__Problem__
Pick out each line below containing "stone".

__Material shown__
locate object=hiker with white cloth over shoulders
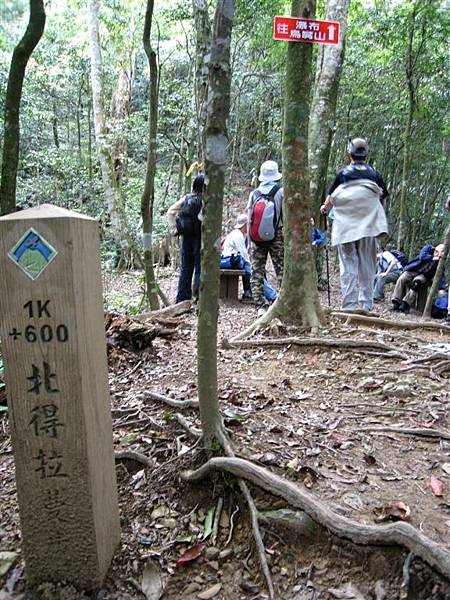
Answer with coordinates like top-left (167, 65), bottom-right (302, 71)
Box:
top-left (321, 138), bottom-right (388, 311)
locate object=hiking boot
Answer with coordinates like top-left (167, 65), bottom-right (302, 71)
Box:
top-left (241, 292), bottom-right (253, 303)
top-left (389, 300), bottom-right (400, 312)
top-left (257, 307), bottom-right (267, 318)
top-left (398, 301), bottom-right (410, 314)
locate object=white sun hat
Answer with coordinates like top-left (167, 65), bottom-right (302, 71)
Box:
top-left (258, 160), bottom-right (282, 182)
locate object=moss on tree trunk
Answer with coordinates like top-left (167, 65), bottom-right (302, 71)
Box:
top-left (277, 0), bottom-right (323, 329)
top-left (197, 0), bottom-right (235, 446)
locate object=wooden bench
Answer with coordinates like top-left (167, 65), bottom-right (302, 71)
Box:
top-left (219, 269), bottom-right (245, 300)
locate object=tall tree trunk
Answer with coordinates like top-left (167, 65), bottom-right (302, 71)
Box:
top-left (197, 0), bottom-right (235, 446)
top-left (397, 4), bottom-right (419, 250)
top-left (423, 223), bottom-right (450, 319)
top-left (111, 58), bottom-right (134, 186)
top-left (276, 0), bottom-right (323, 328)
top-left (87, 94), bottom-right (93, 181)
top-left (192, 0), bottom-right (211, 165)
top-left (52, 99), bottom-right (60, 149)
top-left (0, 0), bottom-right (46, 215)
top-left (87, 0), bottom-right (121, 235)
top-left (141, 0), bottom-right (160, 310)
top-left (309, 0), bottom-right (350, 213)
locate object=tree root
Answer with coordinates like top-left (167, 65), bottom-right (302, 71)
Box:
top-left (143, 390), bottom-right (199, 409)
top-left (175, 413), bottom-right (202, 437)
top-left (115, 450), bottom-right (153, 468)
top-left (332, 312), bottom-right (450, 334)
top-left (136, 299), bottom-right (192, 321)
top-left (363, 426), bottom-right (450, 442)
top-left (181, 456), bottom-right (450, 580)
top-left (230, 300), bottom-right (283, 342)
top-left (214, 428), bottom-right (275, 598)
top-left (226, 336), bottom-right (411, 359)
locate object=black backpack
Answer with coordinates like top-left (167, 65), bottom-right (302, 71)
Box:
top-left (176, 193), bottom-right (202, 237)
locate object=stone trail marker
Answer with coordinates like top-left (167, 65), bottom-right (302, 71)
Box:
top-left (0, 205), bottom-right (120, 590)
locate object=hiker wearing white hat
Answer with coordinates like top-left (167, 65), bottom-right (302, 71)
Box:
top-left (246, 160), bottom-right (284, 316)
top-left (221, 214), bottom-right (277, 303)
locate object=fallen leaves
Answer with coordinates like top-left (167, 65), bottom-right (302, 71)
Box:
top-left (175, 544), bottom-right (205, 568)
top-left (431, 475), bottom-right (444, 497)
top-left (141, 560), bottom-right (163, 600)
top-left (0, 551), bottom-right (18, 577)
top-left (197, 582), bottom-right (222, 599)
top-left (373, 501), bottom-right (411, 523)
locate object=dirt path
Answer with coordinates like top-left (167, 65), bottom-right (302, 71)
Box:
top-left (1, 268), bottom-right (450, 599)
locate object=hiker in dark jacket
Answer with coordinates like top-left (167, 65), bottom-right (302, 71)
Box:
top-left (167, 174), bottom-right (204, 303)
top-left (391, 244), bottom-right (446, 313)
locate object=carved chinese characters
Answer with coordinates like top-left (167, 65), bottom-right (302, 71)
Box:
top-left (0, 205), bottom-right (120, 590)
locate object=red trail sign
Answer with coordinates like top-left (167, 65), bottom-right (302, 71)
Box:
top-left (273, 16), bottom-right (340, 45)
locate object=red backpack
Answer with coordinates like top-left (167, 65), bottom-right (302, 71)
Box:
top-left (249, 185), bottom-right (280, 243)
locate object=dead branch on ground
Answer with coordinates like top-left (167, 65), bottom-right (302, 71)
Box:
top-left (181, 456), bottom-right (450, 580)
top-left (105, 312), bottom-right (177, 353)
top-left (332, 312), bottom-right (450, 334)
top-left (364, 426), bottom-right (450, 442)
top-left (225, 336), bottom-right (412, 360)
top-left (136, 299), bottom-right (192, 321)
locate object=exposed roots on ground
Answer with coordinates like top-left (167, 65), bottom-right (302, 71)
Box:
top-left (362, 426), bottom-right (450, 442)
top-left (143, 390), bottom-right (199, 409)
top-left (181, 456), bottom-right (450, 581)
top-left (332, 311), bottom-right (450, 334)
top-left (175, 413), bottom-right (202, 437)
top-left (230, 298), bottom-right (323, 343)
top-left (136, 299), bottom-right (192, 321)
top-left (226, 335), bottom-right (411, 360)
top-left (230, 299), bottom-right (283, 342)
top-left (142, 390), bottom-right (275, 597)
top-left (115, 450), bottom-right (154, 468)
top-left (213, 426), bottom-right (275, 599)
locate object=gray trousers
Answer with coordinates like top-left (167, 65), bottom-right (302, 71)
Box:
top-left (391, 271), bottom-right (426, 307)
top-left (373, 269), bottom-right (402, 301)
top-left (337, 237), bottom-right (377, 310)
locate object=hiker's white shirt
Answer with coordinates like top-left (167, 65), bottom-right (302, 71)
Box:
top-left (222, 229), bottom-right (250, 263)
top-left (380, 250), bottom-right (402, 271)
top-left (330, 179), bottom-right (388, 246)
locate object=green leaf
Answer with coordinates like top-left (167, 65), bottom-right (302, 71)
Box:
top-left (202, 505), bottom-right (215, 541)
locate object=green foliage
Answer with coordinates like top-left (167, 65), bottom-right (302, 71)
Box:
top-left (0, 0), bottom-right (448, 268)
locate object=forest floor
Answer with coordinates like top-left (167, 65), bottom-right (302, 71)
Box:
top-left (1, 262), bottom-right (450, 600)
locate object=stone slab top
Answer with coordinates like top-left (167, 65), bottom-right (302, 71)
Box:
top-left (0, 204), bottom-right (95, 221)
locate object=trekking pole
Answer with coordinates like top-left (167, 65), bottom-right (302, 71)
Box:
top-left (322, 213), bottom-right (331, 306)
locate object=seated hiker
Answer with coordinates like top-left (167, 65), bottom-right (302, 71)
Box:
top-left (311, 217), bottom-right (325, 246)
top-left (221, 214), bottom-right (277, 303)
top-left (431, 288), bottom-right (449, 320)
top-left (391, 244), bottom-right (445, 314)
top-left (373, 249), bottom-right (404, 302)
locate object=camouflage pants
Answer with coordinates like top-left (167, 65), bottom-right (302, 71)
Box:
top-left (251, 229), bottom-right (284, 307)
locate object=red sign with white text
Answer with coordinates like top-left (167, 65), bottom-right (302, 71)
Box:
top-left (273, 16), bottom-right (340, 45)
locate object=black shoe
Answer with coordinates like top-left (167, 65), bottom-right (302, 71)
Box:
top-left (398, 301), bottom-right (410, 314)
top-left (241, 292), bottom-right (253, 303)
top-left (389, 301), bottom-right (400, 312)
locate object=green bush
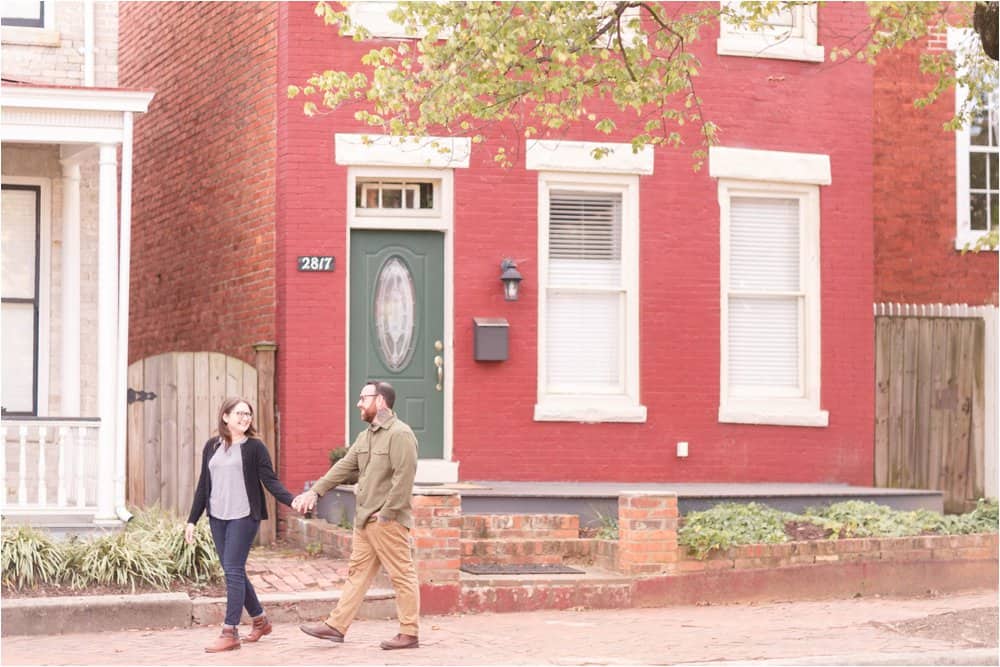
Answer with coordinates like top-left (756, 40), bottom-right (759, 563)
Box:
top-left (679, 502), bottom-right (793, 559)
top-left (1, 524), bottom-right (66, 589)
top-left (679, 498), bottom-right (999, 560)
top-left (2, 506), bottom-right (222, 593)
top-left (73, 530), bottom-right (172, 591)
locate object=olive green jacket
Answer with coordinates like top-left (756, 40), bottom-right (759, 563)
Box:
top-left (311, 414), bottom-right (419, 529)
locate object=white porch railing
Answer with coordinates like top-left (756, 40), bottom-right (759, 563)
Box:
top-left (1, 418), bottom-right (100, 513)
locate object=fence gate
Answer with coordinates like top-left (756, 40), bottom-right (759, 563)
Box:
top-left (126, 351), bottom-right (277, 543)
top-left (875, 316), bottom-right (985, 513)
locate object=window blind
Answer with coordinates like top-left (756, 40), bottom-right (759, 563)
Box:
top-left (728, 196), bottom-right (801, 392)
top-left (546, 191), bottom-right (624, 389)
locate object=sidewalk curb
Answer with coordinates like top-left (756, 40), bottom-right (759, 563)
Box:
top-left (1, 593), bottom-right (191, 636)
top-left (1, 589), bottom-right (397, 637)
top-left (674, 647), bottom-right (999, 666)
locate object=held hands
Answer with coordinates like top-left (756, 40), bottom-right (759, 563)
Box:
top-left (184, 523), bottom-right (196, 545)
top-left (292, 490), bottom-right (318, 514)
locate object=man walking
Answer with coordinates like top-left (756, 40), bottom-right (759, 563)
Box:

__Output of the task__
locate object=stone trail marker
locate object=stone slab top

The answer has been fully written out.